> _Segmentation mask data_
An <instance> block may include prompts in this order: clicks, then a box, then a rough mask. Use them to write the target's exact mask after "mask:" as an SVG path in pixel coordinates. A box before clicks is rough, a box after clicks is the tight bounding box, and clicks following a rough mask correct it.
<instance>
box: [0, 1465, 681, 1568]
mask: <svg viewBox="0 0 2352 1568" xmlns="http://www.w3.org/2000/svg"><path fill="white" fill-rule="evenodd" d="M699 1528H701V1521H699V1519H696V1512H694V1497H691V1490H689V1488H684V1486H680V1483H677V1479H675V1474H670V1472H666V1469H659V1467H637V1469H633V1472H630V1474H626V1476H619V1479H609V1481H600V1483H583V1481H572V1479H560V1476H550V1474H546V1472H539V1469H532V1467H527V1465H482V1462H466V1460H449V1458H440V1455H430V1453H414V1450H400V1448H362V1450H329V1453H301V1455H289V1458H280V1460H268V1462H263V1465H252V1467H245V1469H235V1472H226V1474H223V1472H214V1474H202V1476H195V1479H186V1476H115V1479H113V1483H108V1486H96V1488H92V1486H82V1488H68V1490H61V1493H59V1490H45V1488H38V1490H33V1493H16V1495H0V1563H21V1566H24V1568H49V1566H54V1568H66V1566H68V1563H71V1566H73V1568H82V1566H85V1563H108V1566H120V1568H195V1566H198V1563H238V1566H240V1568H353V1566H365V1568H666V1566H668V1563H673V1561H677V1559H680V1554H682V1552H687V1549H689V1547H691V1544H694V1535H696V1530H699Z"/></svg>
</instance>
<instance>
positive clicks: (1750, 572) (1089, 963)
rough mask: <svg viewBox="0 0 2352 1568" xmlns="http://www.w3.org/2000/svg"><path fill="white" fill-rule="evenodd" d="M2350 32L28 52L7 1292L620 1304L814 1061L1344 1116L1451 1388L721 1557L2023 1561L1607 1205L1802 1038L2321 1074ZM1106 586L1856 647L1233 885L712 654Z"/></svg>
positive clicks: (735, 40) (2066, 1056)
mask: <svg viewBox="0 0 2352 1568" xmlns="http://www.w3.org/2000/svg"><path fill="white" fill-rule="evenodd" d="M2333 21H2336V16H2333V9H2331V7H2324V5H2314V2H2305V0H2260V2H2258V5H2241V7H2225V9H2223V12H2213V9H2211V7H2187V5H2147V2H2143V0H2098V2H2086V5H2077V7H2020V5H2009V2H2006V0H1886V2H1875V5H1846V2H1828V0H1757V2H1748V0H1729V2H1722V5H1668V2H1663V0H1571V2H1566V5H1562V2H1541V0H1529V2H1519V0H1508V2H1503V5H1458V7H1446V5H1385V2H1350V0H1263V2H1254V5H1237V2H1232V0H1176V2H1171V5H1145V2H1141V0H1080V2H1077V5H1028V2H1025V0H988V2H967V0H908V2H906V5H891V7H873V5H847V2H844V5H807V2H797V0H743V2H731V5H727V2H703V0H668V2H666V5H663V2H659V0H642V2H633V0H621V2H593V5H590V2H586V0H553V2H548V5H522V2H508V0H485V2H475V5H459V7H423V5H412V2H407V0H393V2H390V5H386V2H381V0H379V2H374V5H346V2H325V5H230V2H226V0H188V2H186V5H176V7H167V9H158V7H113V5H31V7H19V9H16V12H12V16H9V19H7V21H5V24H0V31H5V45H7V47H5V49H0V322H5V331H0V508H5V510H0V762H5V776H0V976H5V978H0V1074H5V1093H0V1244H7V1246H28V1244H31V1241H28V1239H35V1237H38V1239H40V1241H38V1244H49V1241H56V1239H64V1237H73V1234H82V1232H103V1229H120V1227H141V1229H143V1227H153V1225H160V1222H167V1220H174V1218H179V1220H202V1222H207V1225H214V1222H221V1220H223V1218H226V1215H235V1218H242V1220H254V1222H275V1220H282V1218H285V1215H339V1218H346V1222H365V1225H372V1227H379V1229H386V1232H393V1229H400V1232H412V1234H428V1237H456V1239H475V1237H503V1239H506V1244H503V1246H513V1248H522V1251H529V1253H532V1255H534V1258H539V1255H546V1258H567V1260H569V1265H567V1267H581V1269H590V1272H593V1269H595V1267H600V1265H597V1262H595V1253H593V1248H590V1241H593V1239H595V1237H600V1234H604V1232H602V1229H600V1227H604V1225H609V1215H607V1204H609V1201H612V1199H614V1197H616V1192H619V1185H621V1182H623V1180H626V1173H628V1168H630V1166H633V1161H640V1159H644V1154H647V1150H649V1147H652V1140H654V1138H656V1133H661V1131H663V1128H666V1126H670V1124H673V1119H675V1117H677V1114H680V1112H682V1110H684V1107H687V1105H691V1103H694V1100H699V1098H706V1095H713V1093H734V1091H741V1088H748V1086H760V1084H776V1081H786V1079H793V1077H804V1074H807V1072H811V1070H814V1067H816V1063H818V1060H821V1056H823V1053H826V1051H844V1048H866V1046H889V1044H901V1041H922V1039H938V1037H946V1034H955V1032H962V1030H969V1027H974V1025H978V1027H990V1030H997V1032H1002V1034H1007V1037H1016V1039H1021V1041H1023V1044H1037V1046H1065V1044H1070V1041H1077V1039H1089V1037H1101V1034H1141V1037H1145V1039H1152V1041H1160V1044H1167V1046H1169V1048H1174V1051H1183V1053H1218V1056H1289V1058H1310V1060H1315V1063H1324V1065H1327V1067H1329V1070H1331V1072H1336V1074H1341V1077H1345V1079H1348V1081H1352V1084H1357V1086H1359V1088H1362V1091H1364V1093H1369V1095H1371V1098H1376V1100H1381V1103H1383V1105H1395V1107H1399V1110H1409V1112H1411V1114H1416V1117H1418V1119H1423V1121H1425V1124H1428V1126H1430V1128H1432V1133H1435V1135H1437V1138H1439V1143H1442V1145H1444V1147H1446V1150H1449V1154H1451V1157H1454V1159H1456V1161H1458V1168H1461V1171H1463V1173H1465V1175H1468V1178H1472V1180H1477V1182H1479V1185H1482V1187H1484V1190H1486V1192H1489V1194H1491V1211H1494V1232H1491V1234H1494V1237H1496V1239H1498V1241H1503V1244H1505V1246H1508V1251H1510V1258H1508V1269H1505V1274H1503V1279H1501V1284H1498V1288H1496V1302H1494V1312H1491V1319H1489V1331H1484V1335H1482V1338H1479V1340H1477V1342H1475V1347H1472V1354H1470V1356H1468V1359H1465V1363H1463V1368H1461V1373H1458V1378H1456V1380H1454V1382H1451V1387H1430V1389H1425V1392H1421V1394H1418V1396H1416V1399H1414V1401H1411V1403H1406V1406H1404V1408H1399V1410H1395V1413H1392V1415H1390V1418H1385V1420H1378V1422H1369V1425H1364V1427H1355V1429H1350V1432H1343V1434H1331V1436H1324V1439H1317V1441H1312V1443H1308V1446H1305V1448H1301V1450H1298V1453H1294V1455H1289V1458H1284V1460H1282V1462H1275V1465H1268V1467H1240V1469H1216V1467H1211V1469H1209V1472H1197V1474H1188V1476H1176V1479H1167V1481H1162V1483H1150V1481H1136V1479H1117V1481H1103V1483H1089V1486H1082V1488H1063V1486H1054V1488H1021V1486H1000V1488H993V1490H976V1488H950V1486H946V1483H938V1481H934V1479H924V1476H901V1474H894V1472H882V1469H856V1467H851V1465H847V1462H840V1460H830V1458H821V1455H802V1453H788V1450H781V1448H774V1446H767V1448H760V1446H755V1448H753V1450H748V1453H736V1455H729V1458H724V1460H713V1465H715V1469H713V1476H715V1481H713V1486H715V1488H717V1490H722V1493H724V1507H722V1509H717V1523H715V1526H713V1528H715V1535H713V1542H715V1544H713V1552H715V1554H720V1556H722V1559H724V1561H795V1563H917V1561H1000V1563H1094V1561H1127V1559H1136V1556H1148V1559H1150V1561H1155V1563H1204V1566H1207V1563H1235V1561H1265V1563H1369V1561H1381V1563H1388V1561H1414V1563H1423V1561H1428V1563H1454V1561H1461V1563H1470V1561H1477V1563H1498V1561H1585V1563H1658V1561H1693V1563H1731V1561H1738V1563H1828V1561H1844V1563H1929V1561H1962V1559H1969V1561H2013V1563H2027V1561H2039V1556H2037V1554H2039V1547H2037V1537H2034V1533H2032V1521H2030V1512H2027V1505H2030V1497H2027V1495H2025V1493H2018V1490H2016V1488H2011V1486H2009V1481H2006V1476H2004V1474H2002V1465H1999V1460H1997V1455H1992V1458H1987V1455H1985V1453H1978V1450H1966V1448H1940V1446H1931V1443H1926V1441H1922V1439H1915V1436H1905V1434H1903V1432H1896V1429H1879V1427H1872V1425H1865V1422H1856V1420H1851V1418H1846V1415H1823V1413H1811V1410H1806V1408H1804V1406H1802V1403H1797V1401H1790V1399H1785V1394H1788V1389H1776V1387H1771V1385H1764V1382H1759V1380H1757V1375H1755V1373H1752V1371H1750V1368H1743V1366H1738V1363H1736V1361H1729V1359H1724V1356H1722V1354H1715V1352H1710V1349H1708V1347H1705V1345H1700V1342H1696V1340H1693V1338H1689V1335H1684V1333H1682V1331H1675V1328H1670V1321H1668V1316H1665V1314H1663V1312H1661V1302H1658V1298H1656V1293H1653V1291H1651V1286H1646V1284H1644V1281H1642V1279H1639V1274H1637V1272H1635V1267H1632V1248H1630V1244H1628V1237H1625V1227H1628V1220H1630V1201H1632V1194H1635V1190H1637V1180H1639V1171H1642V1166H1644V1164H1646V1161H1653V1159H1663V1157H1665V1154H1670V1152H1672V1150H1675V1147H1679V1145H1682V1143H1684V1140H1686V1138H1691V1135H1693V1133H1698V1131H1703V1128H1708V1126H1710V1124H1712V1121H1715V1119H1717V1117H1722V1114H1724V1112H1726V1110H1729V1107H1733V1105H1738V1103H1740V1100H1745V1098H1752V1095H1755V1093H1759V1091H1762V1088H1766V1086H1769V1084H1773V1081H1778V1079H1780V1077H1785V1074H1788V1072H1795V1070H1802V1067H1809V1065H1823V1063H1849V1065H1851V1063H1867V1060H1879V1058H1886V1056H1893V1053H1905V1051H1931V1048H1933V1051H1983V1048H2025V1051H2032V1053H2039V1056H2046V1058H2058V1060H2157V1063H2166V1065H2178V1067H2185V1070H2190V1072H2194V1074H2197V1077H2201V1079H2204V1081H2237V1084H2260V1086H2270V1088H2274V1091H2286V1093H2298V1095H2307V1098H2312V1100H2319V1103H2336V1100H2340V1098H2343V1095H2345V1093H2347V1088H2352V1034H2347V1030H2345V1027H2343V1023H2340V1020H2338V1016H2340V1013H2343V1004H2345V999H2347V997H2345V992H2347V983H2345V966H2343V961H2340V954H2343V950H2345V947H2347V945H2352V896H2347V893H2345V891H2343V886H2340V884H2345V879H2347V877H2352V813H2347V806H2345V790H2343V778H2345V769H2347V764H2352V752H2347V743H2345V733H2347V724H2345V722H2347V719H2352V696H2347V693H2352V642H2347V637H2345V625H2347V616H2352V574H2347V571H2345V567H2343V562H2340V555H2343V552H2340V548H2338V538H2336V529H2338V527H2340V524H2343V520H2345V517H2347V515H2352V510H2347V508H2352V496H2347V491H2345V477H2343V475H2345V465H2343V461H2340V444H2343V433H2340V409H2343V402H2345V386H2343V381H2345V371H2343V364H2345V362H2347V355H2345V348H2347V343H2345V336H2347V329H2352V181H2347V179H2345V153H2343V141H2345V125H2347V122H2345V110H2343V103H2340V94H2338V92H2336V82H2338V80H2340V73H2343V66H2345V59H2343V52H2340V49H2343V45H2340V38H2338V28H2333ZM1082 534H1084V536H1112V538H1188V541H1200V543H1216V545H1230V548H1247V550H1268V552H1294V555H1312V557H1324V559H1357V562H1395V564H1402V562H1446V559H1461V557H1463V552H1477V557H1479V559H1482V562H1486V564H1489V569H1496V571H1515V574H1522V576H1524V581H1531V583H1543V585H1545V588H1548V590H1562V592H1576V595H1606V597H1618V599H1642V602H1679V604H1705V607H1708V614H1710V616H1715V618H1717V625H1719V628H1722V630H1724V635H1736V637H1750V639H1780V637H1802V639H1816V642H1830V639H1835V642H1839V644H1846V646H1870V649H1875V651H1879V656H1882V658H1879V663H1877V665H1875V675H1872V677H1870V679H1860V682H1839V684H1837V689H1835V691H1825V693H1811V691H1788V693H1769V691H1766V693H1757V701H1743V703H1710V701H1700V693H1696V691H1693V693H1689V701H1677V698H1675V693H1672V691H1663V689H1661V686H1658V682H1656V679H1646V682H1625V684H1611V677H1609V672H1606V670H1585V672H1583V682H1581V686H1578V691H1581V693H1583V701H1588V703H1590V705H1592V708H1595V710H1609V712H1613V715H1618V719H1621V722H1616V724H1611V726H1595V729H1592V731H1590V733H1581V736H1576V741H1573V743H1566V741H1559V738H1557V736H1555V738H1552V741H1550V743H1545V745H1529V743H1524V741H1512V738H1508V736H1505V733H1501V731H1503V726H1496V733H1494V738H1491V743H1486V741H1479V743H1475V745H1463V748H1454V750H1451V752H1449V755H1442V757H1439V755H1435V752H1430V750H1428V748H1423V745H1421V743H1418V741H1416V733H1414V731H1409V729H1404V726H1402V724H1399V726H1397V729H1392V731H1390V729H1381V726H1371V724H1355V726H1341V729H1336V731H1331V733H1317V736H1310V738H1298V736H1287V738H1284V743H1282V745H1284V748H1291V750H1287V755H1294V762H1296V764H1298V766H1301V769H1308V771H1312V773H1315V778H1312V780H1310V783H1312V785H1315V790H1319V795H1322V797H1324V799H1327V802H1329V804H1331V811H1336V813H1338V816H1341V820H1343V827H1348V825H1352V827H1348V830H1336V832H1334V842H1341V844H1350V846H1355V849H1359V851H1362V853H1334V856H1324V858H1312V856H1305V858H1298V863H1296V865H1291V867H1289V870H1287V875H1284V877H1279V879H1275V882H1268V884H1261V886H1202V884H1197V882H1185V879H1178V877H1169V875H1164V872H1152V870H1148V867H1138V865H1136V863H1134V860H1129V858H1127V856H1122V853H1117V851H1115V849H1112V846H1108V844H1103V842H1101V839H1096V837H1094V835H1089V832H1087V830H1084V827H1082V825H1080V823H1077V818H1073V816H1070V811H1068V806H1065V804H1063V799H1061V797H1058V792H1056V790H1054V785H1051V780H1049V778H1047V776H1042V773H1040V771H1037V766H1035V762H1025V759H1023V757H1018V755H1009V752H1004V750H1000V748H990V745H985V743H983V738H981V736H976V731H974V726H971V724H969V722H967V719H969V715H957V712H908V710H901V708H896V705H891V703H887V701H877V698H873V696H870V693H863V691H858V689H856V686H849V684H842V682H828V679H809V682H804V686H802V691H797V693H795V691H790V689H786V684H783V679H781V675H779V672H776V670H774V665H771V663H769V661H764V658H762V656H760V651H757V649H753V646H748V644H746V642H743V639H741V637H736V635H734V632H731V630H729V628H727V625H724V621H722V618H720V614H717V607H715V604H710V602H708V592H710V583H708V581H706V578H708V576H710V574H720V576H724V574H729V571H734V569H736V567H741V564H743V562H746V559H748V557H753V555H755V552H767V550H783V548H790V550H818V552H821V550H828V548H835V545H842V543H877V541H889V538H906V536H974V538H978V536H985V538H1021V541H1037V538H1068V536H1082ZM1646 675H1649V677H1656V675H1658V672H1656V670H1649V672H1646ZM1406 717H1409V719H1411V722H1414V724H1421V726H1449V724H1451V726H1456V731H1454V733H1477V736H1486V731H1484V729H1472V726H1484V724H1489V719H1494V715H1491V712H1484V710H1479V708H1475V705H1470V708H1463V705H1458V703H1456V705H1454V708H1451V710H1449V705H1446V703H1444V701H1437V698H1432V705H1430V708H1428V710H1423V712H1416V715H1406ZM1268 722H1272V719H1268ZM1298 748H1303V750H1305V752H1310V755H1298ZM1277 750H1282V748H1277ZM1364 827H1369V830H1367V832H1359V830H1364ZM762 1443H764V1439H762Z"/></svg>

> _Task brief_
Check each line above for the string "clicks" and copy every line that has it.

> _Answer space_
An <instance> block may include prompts in this order: clicks, then a box, then a rough mask. Use them to write the target's exact mask after "mask:" as an SVG path in pixel coordinates. A box before clicks is rough, a box after clicks is the tight bounding box, and clicks following a rough mask correct it.
positive clicks: (1750, 572) (1089, 963)
positive clicks: (735, 40) (2066, 1056)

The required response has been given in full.